Exercise task:
Count the lines in the items below that contain the string "asked", with case taken into account. Reply with only the number.

-- START Listed entries --

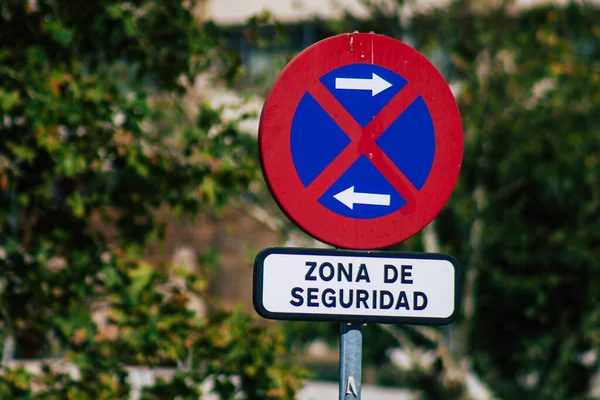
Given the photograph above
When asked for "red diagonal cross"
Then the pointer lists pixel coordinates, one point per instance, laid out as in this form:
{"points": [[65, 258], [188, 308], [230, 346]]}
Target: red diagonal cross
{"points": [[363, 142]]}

-- END Listed entries --
-- START Listed entries --

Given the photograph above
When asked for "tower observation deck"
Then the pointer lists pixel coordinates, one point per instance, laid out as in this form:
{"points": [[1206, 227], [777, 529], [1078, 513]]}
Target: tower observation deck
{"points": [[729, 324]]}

-- END Listed entries --

Full response:
2